(Entries from a point annotation set)
###
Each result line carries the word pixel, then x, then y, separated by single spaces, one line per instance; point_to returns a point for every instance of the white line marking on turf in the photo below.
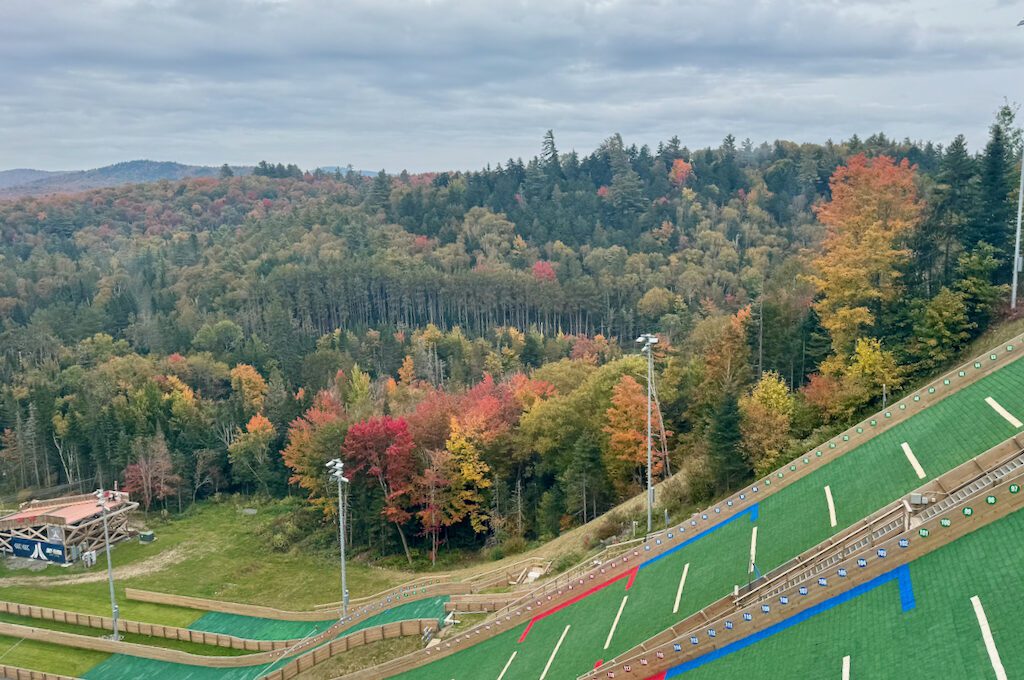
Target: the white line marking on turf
pixel 832 506
pixel 614 624
pixel 555 651
pixel 754 549
pixel 986 633
pixel 913 461
pixel 1003 412
pixel 679 591
pixel 507 664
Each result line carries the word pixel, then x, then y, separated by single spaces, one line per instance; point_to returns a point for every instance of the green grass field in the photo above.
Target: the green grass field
pixel 791 520
pixel 224 558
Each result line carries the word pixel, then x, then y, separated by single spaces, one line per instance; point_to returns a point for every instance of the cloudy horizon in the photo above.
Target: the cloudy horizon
pixel 437 84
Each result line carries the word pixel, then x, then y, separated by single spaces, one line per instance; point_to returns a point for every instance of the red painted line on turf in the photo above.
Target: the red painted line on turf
pixel 632 574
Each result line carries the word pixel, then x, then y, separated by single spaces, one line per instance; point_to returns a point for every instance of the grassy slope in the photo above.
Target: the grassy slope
pixel 226 560
pixel 119 667
pixel 791 521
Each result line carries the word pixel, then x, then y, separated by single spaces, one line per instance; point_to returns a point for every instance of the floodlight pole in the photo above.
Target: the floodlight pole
pixel 336 466
pixel 115 610
pixel 649 340
pixel 1017 241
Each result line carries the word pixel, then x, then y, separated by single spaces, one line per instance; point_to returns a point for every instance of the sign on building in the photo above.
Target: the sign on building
pixel 51 552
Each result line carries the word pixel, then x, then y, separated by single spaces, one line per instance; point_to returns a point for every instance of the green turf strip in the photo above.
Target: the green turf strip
pixel 940 638
pixel 791 520
pixel 254 628
pixel 123 667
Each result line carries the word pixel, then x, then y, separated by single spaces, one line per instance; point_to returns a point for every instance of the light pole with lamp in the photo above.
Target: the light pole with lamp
pixel 1017 241
pixel 336 466
pixel 101 500
pixel 648 341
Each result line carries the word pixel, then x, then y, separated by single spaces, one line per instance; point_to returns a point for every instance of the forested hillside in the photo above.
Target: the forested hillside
pixel 464 340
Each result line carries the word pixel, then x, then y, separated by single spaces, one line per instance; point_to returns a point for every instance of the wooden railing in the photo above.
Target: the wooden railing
pixel 139 628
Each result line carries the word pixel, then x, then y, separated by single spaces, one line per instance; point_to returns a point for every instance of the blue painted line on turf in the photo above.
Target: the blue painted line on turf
pixel 753 511
pixel 900 574
pixel 906 599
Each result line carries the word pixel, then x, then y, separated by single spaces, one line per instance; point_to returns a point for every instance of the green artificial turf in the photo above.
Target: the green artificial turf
pixel 939 638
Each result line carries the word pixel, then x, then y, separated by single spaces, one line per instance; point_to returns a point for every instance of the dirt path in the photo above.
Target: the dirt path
pixel 148 565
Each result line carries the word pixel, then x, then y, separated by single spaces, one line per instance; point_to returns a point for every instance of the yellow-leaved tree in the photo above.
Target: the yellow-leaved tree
pixel 765 418
pixel 873 208
pixel 470 478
###
▸ **Directions for this task**:
Your task is to repeat the material above exactly, without its pictures.

▸ **Complete output**:
Each result line carries the word pixel, then x, then y, separated by single spaces, one line per instance; point_to returns a point for every instance of the white line marking on turf in the photo below.
Target: the white line marking on turf
pixel 832 506
pixel 614 624
pixel 555 651
pixel 754 549
pixel 986 633
pixel 913 461
pixel 1003 412
pixel 679 591
pixel 507 664
Each result line carries the word pixel, then x, then y, separated by single spaces, one line per instance; point_to returns a point for every instance of the green grass field in the photo above.
Target: the green grass field
pixel 791 520
pixel 224 558
Each result line carries the word pixel, then x, then y, separated by single spaces, one line per instance; point_to returns a point for every instance of the cloudy horizon in the photo above.
Target: the cloudy horizon
pixel 437 84
Each result line carries the word pixel, then x, then y, separated by single spaces, one line per instance; point_to returns a point for every instance of the red painted line on turf in the photo above.
Target: the red painted line on turf
pixel 632 574
Each result line carries the word pixel, then x, then y, separated by single spaces, one line per instance; point_to returns a point for every instance of the grassy slope in the photo above.
Target: the grassy slope
pixel 226 560
pixel 119 667
pixel 791 521
Each result line carries the word pixel, then x, then y, separated by single spaces, one line per instance; point_to returns a point for every instance of the floodlight pole in the photo above.
Target: the floodlight pole
pixel 336 466
pixel 115 610
pixel 649 340
pixel 1017 241
Each result line carries the word pixel, then x, then y, separated by single spaces, one line per instance; point_to returns a point for every instance of the sign on building in the photo above.
Target: the sign on building
pixel 51 552
Each result line carries the word pixel, then x, then y, separated by single spaces, one line per instance; point_to returns a point for every instance of the green turf strip in the photo above.
Target: the green turf strip
pixel 940 638
pixel 791 520
pixel 254 628
pixel 123 667
Each result line carries the word pixel, then x, then y, separated by single spaces, one line per instance; point_to returns a point for every instance of the light pole with lamp in the photo above.
Target: the light pole with lamp
pixel 1017 241
pixel 336 466
pixel 101 500
pixel 648 341
Each result line carries the word pixel, then x, then y, separated by single spaces, one line per instance; point_to returns a point for every instance of the forested hillside in the photo above.
Target: the forested hillside
pixel 464 340
Each result line carries the word pixel, then x, then y, separated by single spaces, one line per instance; point_to returns a point for every instance of the wooden railing in the photo above.
Target: the wooden railing
pixel 139 628
Each result line carries the word pixel, then x, then y, separated by single spaces, one line per instance; point_to returns a point for every instance of the blue painted line on turf in the photo above.
Target: the blue painted line on turf
pixel 753 511
pixel 900 574
pixel 906 599
Each result line carries the word pixel, then x, then y, separated by single spaces, one line per instance; point_to returns a point for every instance of the green artificial turf in the photo above.
Target: the green artificial turf
pixel 939 638
Each result line carries the word pixel, then x, then y, separated by single spaces, one line per instance; point_to returns a point for every instance of the dirt path in the photo above.
Target: the dirt path
pixel 148 565
Each result line carries the word pixel, then x, then y, separated by single spaces, one line per instance; point_to returns a point for every instance of the yellow-leaved tree in the photo above.
Target: the yellow-leaved tree
pixel 765 418
pixel 873 208
pixel 470 478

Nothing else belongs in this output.